*EXTRAIT DU DOCUMENT*.
Et si naguère un fameux slogan français disait «on n'a pas de pétrole, mais on a des idées», le Qatar est riche en gaz naturel et en idées. Et construire des étables air-conditionnées ne fait pas peur à M. Moutaz al-Khayyat, qui rappelle que le Qatar dépense actuellement 500 millions de francs par semaine pour diverses constructions en rapport avec la Coupe du Monde de football de 2022, y compris un métro et que donc, 20 millions pour des vaches, ce n'est pas grand-chose.

La grenouille et le bœuf

Pour mieux comprendre le différend qui oppose le Qatar à des voisins, plus ou moins éloignés, rien de tel qu'un petit cocktail! Dans un grand désert, mettez un déci de politique, un déci d'énergie, quelques gros sous, une cuillère à soupe de religion, une pincée d'égos mal placés et une pichenette d'épais brouillard. Secouez le tout et buvez frais!

Prétextes officiels de la rupture: le Qatar finance des organisations terroristes, flirte avec l'ennemi iranien et nous casse les pieds avec sa chaîne TV Al-Jazeera. Mais pourquoi cette rupture maintenant, alors que tout cela est connu de longue date?

Deux raisons sont évoquées: la visite de M. Trump en Arabie Saoudite, au cours de laquelle il a fustigé l'Iran et son terrorisme d'Etat et la solide rumeur qui veut que suite au récent enlèvement dans le sud de l'Irak de membres de la famille royale partis chasser, le Qatar a payé une rançon d'un milliard de dollars à l'Iran et à quelques groupes jihadistes. Mais les véritables raisons sont probablement à chercher ailleurs, ce d'autant plus que ce n'est pas la première fois que ses voisins rompent avec le Qatar.

C'est que jusqu'en 1995, ce petit Etat de la taille de Vaud et des Grisons réunis (2,5 millions d'habitants, dont 2 millions d'étrangers) était perçu comme un gentil vassal de son voisin Saoudien. La découverte du plus grand réservoir de gaz naturel (que le Qatar et l'Iran exploitent conjointement) a tout changé. L'argent s'est mis à couler à flots et aujourd'hui, le Qatar a le revenu par habitant le plus élevé du monde, gère un fonds souverain qui pèse 350 milliards de francs et, comme on le sait, achète tout ce qui lui plait, hôtellerie suisse incluse.

Richesse rimant avec pouvoir, la grenouille qatari a donc décidé de se faire aussi grosse que le bœuf saoudien et a mené sa propre politique étrangère, ce qui n'a pas été du goût de tout le monde. Sa chaîne TV Al-Jazzera soutient notamment les Frères Musulmans, honnis par le président égyptien et les Saoudiens; les dirigeants du Hamas sont les bienvenus, tout comme les soldats américains (le Qatar accueillant la plus grande base aérienne américaine en dehors des USA) et pour couronner le tout, l'Emirat maintient aussi des bonnes relations avec l'Iran.

*ENREGISTREMENTS FOURNIS*.
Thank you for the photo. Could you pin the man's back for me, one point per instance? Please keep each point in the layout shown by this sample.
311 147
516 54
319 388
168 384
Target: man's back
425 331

*TÂCHES ET EXERCICES*.
- a) Recopiez à l'identique chacune des lignes des enregistrements.
- b) Poursuivez l'extrait sur le Qatar en reprenant juste après sa dernière phrase.
L'extrait sur le Qatar et les enregistrements proviennent de sources distinctes.

*RÉPONSES SUCCESSIVES*.
- a)
Thank you for the photo. Could you pin the man's back for me, one point per instance? Please keep each point in the layout shown by this sample.
311 147
516 54
319 388
168 384
Target: man's back
425 331

- b)
Or, Iran et Arabie Saoudite, c'est comme chien et chat en pire. Non seulement Chiites (majoritaires en Iran, en Irak, à Bahreïn) et Sunnites (majoritaires en Arabie Saoudite, Emirats, Jordanie, Syrie, Koweït, etc.) se massacrent parmi, mais de plus, l'Iran a des prétentions hégémoniques qui paniquent les monarchies de la région, saoudienne notamment.

Une affaire de gros sous

Jusqu'à peu, le Qatar a généreusement financé les rebelles anti-Assad (on parle de 3 milliards). Pourquoi? Dans l'espoir qu'une fois Bachar el-Assad parti, le Qatar pourrait construire son propre oléoduc à travers la Syrie pour livrer son gaz en Europe. Or, la Russie dispose d'un monopole sur le gaz livré en Europe et ne tient pas à avoir une concurrence. Une des raisons pour laquelle ce pays, tout comme l'Iran, soutient Assad des pieds, des mains, des soldats et de son aviation.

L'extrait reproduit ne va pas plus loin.